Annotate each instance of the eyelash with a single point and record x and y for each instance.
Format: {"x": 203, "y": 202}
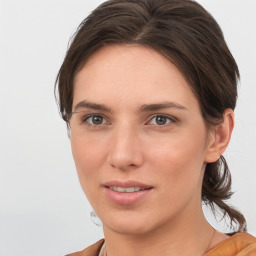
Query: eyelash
{"x": 170, "y": 119}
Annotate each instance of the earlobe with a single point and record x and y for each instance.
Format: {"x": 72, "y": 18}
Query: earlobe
{"x": 220, "y": 137}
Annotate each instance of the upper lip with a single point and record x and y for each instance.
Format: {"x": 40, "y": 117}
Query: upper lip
{"x": 126, "y": 184}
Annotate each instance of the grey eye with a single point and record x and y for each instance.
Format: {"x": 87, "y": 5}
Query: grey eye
{"x": 160, "y": 120}
{"x": 95, "y": 120}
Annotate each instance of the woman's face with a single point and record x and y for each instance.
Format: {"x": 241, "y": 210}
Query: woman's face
{"x": 138, "y": 140}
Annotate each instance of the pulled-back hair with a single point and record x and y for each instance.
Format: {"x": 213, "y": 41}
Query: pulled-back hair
{"x": 185, "y": 33}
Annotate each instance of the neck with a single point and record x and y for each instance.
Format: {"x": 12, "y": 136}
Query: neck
{"x": 184, "y": 236}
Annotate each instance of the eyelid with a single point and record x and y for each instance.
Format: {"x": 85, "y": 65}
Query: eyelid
{"x": 86, "y": 117}
{"x": 171, "y": 118}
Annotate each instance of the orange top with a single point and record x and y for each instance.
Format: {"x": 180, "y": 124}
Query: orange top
{"x": 240, "y": 244}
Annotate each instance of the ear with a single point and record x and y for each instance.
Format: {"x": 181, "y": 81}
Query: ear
{"x": 220, "y": 137}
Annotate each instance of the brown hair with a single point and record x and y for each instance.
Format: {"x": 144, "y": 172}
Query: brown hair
{"x": 188, "y": 35}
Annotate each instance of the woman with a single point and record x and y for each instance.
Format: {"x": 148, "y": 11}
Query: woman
{"x": 148, "y": 89}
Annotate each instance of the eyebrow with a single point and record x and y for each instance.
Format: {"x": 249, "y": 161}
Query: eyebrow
{"x": 143, "y": 108}
{"x": 91, "y": 105}
{"x": 158, "y": 106}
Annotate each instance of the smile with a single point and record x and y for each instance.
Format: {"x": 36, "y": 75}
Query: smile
{"x": 126, "y": 190}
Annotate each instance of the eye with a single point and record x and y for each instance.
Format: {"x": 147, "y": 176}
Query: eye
{"x": 161, "y": 120}
{"x": 95, "y": 120}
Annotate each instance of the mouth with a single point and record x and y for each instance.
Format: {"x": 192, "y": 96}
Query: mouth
{"x": 127, "y": 189}
{"x": 127, "y": 193}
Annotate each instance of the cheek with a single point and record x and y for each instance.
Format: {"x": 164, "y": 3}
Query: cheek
{"x": 180, "y": 160}
{"x": 88, "y": 156}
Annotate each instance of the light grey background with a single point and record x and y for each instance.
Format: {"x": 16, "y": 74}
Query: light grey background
{"x": 42, "y": 208}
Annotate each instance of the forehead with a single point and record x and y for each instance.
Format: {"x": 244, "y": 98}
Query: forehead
{"x": 130, "y": 73}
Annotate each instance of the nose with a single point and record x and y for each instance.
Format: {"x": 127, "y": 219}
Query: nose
{"x": 125, "y": 149}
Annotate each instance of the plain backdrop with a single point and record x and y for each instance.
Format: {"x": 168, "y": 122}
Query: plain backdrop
{"x": 43, "y": 211}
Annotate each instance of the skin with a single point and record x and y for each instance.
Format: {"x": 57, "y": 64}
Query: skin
{"x": 129, "y": 144}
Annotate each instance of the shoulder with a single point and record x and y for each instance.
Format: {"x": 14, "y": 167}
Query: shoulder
{"x": 92, "y": 250}
{"x": 242, "y": 244}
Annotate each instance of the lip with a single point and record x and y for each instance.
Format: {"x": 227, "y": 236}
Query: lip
{"x": 125, "y": 198}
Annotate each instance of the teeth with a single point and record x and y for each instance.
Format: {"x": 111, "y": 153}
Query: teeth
{"x": 126, "y": 190}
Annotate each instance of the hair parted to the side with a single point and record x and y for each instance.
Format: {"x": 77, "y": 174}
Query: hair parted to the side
{"x": 185, "y": 33}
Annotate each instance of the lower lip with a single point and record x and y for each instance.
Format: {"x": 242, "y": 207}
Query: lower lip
{"x": 126, "y": 198}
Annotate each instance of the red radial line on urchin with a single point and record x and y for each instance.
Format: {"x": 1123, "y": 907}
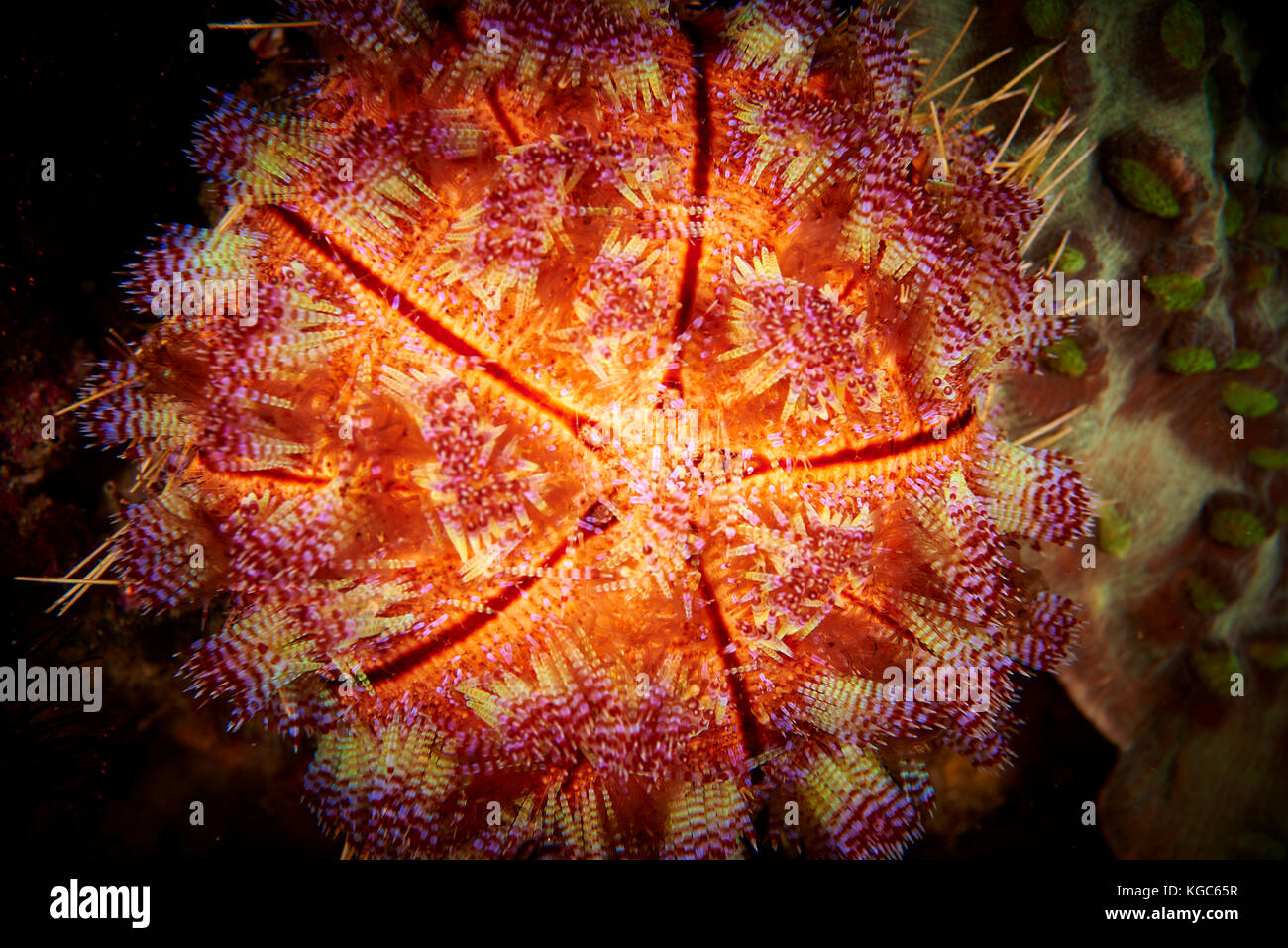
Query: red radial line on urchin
{"x": 872, "y": 451}
{"x": 700, "y": 187}
{"x": 748, "y": 727}
{"x": 378, "y": 286}
{"x": 493, "y": 609}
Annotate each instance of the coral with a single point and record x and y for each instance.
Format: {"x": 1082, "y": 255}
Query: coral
{"x": 1245, "y": 399}
{"x": 1183, "y": 34}
{"x": 1176, "y": 290}
{"x": 1188, "y": 161}
{"x": 1141, "y": 187}
{"x": 606, "y": 420}
{"x": 1190, "y": 360}
{"x": 1065, "y": 359}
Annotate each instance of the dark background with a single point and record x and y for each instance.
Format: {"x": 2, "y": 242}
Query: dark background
{"x": 112, "y": 94}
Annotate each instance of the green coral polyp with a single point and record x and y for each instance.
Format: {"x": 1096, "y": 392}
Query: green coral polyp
{"x": 1142, "y": 188}
{"x": 1234, "y": 217}
{"x": 1183, "y": 34}
{"x": 1236, "y": 528}
{"x": 1113, "y": 533}
{"x": 1176, "y": 291}
{"x": 1243, "y": 360}
{"x": 1189, "y": 360}
{"x": 1065, "y": 359}
{"x": 1072, "y": 262}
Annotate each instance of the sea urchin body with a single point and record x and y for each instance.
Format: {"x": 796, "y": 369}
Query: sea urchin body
{"x": 605, "y": 425}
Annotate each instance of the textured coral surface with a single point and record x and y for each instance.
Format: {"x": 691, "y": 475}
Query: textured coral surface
{"x": 609, "y": 420}
{"x": 1179, "y": 419}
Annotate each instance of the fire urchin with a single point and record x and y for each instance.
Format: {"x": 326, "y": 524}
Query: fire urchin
{"x": 606, "y": 421}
• • • • • • •
▸ To be done: In the stretch from the line containing "Annotate each instance of the fire" through the end of the records, change "fire urchin" to "red sea urchin" and give those lines again with everything else unchanged.

▸ Output for this exercise:
Annotate each instance of the red sea urchin with a single point and record x and y for each instance.
Format: {"x": 326, "y": 524}
Query: red sea urchin
{"x": 606, "y": 421}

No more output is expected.